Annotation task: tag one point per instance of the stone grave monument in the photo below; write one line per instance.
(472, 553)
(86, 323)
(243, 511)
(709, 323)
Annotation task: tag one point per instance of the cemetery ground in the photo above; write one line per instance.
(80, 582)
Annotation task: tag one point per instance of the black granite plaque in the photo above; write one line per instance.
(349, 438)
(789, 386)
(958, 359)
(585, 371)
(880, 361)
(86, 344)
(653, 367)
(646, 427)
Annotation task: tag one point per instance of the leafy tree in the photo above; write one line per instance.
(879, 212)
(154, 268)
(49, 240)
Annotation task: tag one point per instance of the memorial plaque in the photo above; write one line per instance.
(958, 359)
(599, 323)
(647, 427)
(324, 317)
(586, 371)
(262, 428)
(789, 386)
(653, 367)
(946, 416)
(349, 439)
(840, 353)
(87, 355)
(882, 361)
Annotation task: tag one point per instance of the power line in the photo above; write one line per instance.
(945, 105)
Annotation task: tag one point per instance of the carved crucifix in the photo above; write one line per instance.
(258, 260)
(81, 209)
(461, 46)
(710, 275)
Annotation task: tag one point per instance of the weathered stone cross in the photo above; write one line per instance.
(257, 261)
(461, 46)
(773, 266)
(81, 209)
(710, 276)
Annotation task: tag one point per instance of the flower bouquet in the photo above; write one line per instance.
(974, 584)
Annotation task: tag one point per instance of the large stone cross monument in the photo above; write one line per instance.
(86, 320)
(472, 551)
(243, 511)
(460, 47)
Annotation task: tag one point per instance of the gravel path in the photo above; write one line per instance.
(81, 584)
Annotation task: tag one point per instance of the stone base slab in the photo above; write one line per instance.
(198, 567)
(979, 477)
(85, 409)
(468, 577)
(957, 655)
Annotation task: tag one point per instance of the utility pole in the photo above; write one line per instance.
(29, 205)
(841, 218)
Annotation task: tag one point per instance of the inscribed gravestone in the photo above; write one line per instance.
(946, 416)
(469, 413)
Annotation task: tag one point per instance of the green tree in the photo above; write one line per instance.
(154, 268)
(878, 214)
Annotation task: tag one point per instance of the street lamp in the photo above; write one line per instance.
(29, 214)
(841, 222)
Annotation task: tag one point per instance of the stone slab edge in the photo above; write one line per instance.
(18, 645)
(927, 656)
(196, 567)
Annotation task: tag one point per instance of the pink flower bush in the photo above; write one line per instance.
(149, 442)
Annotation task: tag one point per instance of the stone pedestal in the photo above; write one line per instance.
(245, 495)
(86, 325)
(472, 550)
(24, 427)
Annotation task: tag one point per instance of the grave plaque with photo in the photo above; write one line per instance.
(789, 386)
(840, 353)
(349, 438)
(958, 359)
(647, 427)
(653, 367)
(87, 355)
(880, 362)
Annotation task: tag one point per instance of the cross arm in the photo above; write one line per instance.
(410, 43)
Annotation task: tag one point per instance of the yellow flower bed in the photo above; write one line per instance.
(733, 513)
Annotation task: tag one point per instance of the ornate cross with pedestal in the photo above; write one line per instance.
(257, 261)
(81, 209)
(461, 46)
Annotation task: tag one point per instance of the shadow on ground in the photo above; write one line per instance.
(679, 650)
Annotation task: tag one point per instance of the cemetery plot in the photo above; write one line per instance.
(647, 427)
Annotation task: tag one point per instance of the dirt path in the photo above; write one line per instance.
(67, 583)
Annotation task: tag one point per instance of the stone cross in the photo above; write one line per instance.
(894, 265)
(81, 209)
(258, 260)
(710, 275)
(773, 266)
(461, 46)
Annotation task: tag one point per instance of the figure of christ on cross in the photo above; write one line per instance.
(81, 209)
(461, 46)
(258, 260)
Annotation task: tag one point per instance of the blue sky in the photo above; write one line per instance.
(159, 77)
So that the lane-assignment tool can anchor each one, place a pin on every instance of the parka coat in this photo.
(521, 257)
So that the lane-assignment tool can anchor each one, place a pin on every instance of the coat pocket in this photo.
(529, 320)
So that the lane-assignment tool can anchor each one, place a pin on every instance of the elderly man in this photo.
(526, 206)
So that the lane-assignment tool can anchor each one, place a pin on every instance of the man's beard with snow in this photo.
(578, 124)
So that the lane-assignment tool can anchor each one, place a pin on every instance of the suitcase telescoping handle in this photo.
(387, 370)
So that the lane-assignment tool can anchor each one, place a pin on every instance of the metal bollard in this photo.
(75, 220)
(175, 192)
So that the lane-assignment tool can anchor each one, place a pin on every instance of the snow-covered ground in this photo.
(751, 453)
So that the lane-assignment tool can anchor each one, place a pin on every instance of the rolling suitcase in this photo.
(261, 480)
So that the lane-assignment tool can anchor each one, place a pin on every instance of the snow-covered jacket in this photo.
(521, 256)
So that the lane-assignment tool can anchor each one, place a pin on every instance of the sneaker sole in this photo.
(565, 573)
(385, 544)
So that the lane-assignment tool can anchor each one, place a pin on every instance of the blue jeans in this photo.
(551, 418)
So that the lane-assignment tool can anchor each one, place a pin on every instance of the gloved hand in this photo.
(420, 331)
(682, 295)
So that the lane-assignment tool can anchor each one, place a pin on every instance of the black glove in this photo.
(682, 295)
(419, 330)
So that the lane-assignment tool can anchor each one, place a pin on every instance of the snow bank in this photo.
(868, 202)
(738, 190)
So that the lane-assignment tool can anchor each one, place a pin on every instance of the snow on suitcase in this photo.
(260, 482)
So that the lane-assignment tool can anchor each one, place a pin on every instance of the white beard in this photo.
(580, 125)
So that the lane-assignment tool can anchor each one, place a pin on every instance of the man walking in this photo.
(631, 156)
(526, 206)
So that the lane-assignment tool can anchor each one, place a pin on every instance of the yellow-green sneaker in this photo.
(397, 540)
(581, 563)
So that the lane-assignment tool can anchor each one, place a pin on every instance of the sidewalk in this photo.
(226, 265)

Exercise objective
Give back exactly the lines from the one containing "glove in this photo." to the end of the material, both ends included.

Response to the exercise
So that the lane-assignment tool can anchor each one, place a pin on every instance of the black glove in this photo.
(682, 295)
(419, 330)
So that the lane-assignment tool can anchor each one, place a pin on every instance of the snow bank in this photo.
(868, 202)
(738, 190)
So that the lane-assignment tool can anchor each one, place a pin on every instance of the snow on suitcase in this photo.
(260, 482)
So that the lane-assignment tool can anchor each one, place a pin on every instance of the white beard in this photo.
(580, 125)
So that the lane-assignment tool can anchor each one, place a pin on every instance of the man walking in this photo.
(631, 156)
(526, 206)
So that the lane-assignment tool can anchor each one, place a pin on every instance of the yellow-green sneaker in this photo.
(397, 540)
(581, 563)
So that the lane-assignment tool can anchor each one, place a pin on every instance of the sidewalk in this photo.
(226, 265)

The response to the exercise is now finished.